▶ INFORMATION GIVEN:
>> begin
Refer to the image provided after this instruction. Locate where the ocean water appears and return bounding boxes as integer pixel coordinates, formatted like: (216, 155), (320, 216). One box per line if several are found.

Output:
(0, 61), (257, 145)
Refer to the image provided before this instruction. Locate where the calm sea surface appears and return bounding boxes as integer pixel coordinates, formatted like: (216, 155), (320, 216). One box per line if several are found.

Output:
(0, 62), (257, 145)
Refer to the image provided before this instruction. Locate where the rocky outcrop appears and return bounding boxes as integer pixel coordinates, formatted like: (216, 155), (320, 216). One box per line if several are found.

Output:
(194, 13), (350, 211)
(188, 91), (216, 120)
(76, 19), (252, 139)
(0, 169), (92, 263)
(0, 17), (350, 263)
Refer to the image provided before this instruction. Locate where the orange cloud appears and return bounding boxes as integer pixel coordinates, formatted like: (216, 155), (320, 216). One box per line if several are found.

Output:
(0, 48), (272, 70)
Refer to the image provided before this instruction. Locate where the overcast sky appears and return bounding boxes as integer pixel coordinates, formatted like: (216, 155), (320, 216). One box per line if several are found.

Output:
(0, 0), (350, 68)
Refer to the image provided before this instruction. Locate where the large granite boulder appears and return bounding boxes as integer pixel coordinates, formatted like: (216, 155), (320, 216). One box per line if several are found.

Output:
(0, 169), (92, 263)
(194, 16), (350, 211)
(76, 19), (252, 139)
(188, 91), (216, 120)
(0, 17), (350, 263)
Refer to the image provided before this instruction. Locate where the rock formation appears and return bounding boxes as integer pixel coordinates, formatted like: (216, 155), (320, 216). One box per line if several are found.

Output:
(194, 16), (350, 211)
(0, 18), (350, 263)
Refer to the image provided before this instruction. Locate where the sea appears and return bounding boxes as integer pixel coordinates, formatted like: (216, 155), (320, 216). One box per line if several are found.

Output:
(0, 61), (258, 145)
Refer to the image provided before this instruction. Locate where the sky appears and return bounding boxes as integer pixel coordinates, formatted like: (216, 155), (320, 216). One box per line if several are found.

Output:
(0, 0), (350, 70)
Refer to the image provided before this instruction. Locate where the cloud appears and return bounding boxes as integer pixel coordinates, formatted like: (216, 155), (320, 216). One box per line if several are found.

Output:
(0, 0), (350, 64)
>> end
>> begin
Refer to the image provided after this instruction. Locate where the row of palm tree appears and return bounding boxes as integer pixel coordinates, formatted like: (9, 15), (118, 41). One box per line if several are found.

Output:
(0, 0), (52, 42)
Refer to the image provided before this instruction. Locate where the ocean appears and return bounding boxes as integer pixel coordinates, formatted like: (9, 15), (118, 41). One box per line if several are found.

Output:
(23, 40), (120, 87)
>> end
>> begin
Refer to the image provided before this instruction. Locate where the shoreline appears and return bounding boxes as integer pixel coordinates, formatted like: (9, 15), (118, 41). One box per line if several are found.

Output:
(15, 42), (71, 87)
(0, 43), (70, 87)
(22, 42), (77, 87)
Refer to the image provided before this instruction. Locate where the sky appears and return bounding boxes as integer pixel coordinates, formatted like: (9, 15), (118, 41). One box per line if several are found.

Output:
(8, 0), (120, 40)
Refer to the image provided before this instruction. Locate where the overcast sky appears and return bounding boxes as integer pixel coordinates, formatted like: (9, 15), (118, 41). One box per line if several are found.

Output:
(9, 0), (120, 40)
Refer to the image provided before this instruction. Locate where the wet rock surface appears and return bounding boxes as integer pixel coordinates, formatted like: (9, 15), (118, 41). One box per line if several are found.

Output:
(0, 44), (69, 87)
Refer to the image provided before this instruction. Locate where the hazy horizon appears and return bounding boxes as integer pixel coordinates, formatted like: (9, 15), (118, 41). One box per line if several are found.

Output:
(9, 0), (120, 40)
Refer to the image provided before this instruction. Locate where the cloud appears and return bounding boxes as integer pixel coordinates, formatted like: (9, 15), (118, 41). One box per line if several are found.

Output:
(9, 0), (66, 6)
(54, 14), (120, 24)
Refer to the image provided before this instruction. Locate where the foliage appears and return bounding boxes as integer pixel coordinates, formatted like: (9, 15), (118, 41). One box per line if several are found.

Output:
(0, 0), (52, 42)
>> end
▶ WRITTEN EXERCISE: Count the lines in the records above that contain the word "ocean", and give only that number.

▶ SOLUTION: 2